(Boundary labeling items)
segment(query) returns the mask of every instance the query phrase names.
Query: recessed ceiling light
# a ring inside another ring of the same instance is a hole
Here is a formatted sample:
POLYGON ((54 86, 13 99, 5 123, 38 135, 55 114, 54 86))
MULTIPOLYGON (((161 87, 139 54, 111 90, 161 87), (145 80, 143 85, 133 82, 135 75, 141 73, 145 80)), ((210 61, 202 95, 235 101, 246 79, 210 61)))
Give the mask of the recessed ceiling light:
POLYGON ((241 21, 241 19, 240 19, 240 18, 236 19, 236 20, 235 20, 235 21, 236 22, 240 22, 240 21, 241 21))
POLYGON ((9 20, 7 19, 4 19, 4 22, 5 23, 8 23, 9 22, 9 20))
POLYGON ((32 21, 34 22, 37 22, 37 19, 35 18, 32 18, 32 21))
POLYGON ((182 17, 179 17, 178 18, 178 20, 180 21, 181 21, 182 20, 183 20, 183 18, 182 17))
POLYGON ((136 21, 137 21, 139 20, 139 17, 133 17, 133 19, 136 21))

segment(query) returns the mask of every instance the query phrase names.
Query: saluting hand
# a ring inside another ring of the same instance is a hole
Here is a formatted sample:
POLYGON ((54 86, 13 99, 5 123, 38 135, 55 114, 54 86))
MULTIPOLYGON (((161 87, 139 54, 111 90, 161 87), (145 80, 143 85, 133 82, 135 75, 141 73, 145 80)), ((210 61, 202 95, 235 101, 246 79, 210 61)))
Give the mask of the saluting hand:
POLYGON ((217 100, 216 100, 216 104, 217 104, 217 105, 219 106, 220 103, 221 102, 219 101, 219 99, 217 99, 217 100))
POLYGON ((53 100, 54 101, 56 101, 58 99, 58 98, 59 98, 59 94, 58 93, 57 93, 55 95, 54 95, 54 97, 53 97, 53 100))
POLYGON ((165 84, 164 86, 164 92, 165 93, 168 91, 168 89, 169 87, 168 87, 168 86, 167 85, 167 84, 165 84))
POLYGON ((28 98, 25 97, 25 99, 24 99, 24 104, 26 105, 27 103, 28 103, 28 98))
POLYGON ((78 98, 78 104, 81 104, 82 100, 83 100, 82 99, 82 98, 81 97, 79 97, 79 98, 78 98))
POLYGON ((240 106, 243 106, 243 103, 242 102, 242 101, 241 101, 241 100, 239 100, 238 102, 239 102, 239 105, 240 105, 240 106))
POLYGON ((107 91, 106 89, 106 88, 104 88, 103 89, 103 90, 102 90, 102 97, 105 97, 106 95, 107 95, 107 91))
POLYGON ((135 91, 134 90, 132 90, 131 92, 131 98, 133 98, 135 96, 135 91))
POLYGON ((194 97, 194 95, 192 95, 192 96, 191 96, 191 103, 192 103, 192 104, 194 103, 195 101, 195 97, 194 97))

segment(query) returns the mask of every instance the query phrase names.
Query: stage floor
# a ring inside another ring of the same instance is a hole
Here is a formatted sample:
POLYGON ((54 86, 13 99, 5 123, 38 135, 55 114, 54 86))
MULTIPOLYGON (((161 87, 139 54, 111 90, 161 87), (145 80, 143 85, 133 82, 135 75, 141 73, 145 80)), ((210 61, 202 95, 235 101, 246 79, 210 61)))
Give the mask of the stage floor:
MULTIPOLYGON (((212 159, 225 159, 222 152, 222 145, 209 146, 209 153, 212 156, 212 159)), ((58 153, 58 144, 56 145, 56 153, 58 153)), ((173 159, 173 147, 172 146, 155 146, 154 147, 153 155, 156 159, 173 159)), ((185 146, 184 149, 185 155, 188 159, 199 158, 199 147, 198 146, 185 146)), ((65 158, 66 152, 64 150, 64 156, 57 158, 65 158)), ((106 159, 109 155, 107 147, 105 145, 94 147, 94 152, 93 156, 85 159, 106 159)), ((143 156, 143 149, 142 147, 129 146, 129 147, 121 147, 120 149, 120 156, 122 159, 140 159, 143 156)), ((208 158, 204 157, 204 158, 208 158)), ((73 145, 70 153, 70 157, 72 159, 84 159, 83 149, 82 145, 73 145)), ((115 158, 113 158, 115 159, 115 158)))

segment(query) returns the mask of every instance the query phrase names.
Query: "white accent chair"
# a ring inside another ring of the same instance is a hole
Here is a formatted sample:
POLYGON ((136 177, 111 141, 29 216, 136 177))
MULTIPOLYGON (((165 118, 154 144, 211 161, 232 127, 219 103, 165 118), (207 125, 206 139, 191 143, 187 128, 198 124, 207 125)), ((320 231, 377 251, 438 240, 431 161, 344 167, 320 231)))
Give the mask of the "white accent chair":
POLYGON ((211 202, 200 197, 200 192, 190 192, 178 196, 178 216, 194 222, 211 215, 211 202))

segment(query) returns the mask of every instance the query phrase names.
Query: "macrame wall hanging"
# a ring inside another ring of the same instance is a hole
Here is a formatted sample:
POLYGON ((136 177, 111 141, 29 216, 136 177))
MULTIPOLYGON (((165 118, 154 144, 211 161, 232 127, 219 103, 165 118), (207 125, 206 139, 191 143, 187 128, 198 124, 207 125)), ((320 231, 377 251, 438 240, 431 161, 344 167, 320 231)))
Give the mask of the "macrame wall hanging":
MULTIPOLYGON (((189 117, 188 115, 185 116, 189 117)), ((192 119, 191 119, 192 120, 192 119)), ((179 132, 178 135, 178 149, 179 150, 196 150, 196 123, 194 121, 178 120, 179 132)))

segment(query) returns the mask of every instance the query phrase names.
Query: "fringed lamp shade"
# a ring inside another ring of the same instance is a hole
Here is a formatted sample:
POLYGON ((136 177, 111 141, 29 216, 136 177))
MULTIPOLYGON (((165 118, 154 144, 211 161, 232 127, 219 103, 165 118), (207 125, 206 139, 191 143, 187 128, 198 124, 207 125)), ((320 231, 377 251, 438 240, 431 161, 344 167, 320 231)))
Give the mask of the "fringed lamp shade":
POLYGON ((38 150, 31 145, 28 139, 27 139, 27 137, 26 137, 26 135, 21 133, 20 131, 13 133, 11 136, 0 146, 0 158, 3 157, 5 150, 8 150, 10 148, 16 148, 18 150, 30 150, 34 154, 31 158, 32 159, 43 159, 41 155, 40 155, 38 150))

### What the task asks
Copy every line of the listing above word for word, with no changes.

### Expected answer
segment(query) returns the mask of every instance the query phrase names.
Query: recessed ceiling light
# a ring inside another ring of the same instance is a hole
Here is a formatted sample:
POLYGON ((54 86, 13 99, 5 123, 38 135, 55 114, 54 86))
MULTIPOLYGON (((161 87, 139 54, 111 90, 161 87), (145 80, 143 85, 133 82, 135 75, 141 73, 145 80)), ((210 61, 202 95, 235 101, 246 79, 210 61)))
Give the mask of the recessed ceiling light:
POLYGON ((241 21, 241 19, 240 19, 240 18, 236 19, 236 20, 235 20, 235 21, 236 22, 240 22, 240 21, 241 21))
POLYGON ((9 20, 7 19, 4 19, 4 22, 5 23, 8 23, 9 22, 9 20))
POLYGON ((32 21, 34 22, 37 22, 37 19, 35 18, 32 18, 32 21))
POLYGON ((182 17, 179 17, 178 18, 178 20, 180 21, 181 21, 182 20, 183 20, 183 18, 182 17))
POLYGON ((136 21, 137 21, 139 20, 139 17, 133 17, 133 19, 136 21))

segment(query) returns the mask of every instance the query phrase names.
Query: saluting hand
# a ring inside another ring of the same instance is a hole
Here is a formatted sample:
POLYGON ((54 86, 13 99, 5 123, 38 135, 55 114, 54 86))
MULTIPOLYGON (((161 87, 139 54, 111 90, 161 87), (145 80, 143 85, 133 82, 135 75, 141 73, 145 80)), ((210 61, 202 95, 235 101, 246 79, 210 61)))
Give the mask of the saluting hand:
POLYGON ((217 100, 216 100, 216 104, 217 104, 217 105, 219 106, 220 103, 221 102, 219 101, 219 99, 217 99, 217 100))
POLYGON ((53 100, 54 101, 56 101, 58 99, 58 98, 59 98, 59 94, 58 93, 57 93, 55 95, 54 95, 54 97, 53 97, 53 100))
POLYGON ((165 84, 164 86, 164 92, 165 93, 168 91, 168 89, 169 87, 168 87, 168 86, 167 85, 167 84, 165 84))
POLYGON ((28 98, 25 97, 25 99, 24 99, 24 104, 26 105, 27 103, 28 103, 28 98))
POLYGON ((78 98, 78 104, 81 104, 82 100, 83 100, 82 99, 82 98, 81 97, 79 97, 79 98, 78 98))
POLYGON ((240 106, 243 106, 243 103, 242 102, 242 101, 241 101, 241 100, 239 100, 238 102, 239 102, 239 105, 240 105, 240 106))
POLYGON ((107 91, 106 89, 106 88, 104 88, 103 89, 103 90, 102 90, 102 97, 105 97, 106 95, 107 95, 107 91))
POLYGON ((135 91, 134 90, 132 90, 131 92, 131 98, 133 98, 135 96, 135 91))
POLYGON ((194 97, 194 95, 192 95, 192 96, 191 96, 191 103, 192 103, 192 104, 194 103, 195 101, 195 97, 194 97))

segment(query) returns the mask of every instance the query phrase names.
Query: stage floor
# a ring inside another ring of the same instance is a hole
Here is a formatted sample:
POLYGON ((54 86, 13 99, 5 123, 38 135, 55 114, 54 86))
MULTIPOLYGON (((161 87, 139 54, 111 90, 161 87), (145 80, 143 85, 133 82, 135 75, 141 73, 145 80)), ((210 61, 202 95, 235 101, 246 79, 210 61)))
Give the mask of the stage floor:
MULTIPOLYGON (((212 159, 225 159, 222 152, 222 145, 209 146, 209 153, 212 156, 212 159)), ((58 153, 58 144, 56 145, 56 153, 58 153)), ((173 159, 173 147, 172 146, 155 146, 154 147, 153 155, 156 159, 173 159)), ((185 146, 184 149, 185 155, 188 159, 199 158, 199 147, 198 146, 185 146)), ((65 158, 66 152, 64 150, 64 156, 57 158, 65 158)), ((106 159, 109 155, 107 147, 105 145, 94 147, 94 152, 93 156, 85 159, 106 159)), ((143 156, 143 149, 142 147, 129 146, 129 147, 121 147, 120 149, 120 156, 122 159, 140 159, 143 156)), ((208 158, 204 157, 204 158, 208 158)), ((73 145, 70 153, 70 157, 72 159, 84 159, 83 149, 82 145, 73 145)), ((115 158, 113 158, 115 159, 115 158)))

segment(query) returns the mask of every instance the query phrase names.
Query: "white accent chair"
# a ring inside another ring of the same instance is a hole
Here is a formatted sample:
POLYGON ((136 177, 111 141, 29 216, 136 177))
MULTIPOLYGON (((165 118, 154 144, 211 161, 232 127, 219 103, 165 118), (207 125, 206 139, 191 143, 187 128, 198 124, 207 125)), ((320 231, 377 251, 438 240, 431 161, 344 167, 320 231)))
Give the mask of the "white accent chair":
POLYGON ((211 202, 200 197, 200 192, 190 192, 178 196, 178 216, 194 222, 211 215, 211 202))

segment(query) returns the mask of every instance the query phrase names.
Query: "macrame wall hanging"
# a ring inside another ring of the same instance is a hole
Here is a formatted sample:
POLYGON ((136 177, 111 141, 29 216, 136 177))
MULTIPOLYGON (((165 118, 154 144, 211 161, 232 127, 219 103, 165 118), (207 125, 206 139, 191 143, 187 128, 198 124, 207 125)), ((320 231, 377 251, 438 240, 431 161, 344 167, 320 231)))
Give the mask of the "macrame wall hanging":
MULTIPOLYGON (((189 117, 188 115, 185 116, 189 117)), ((192 119, 191 119, 192 120, 192 119)), ((179 132, 178 135, 178 149, 179 150, 196 150, 196 123, 194 121, 178 120, 179 132)))

segment(query) returns the mask of every instance the query phrase names.
Query: "fringed lamp shade"
# a ring inside another ring of the same instance is a hole
Here is a formatted sample:
POLYGON ((136 177, 111 141, 29 216, 136 177))
MULTIPOLYGON (((165 118, 154 144, 211 161, 232 127, 219 103, 165 118), (207 125, 206 139, 191 143, 187 128, 198 124, 207 125)), ((320 231, 377 251, 438 240, 431 161, 344 167, 320 231)))
Give the mask of the "fringed lamp shade":
POLYGON ((38 150, 31 145, 28 139, 27 139, 27 137, 26 137, 26 135, 21 133, 20 131, 13 133, 11 136, 0 146, 0 158, 3 157, 5 150, 8 150, 10 148, 16 148, 18 150, 30 150, 34 154, 31 158, 32 159, 43 159, 41 155, 40 155, 38 150))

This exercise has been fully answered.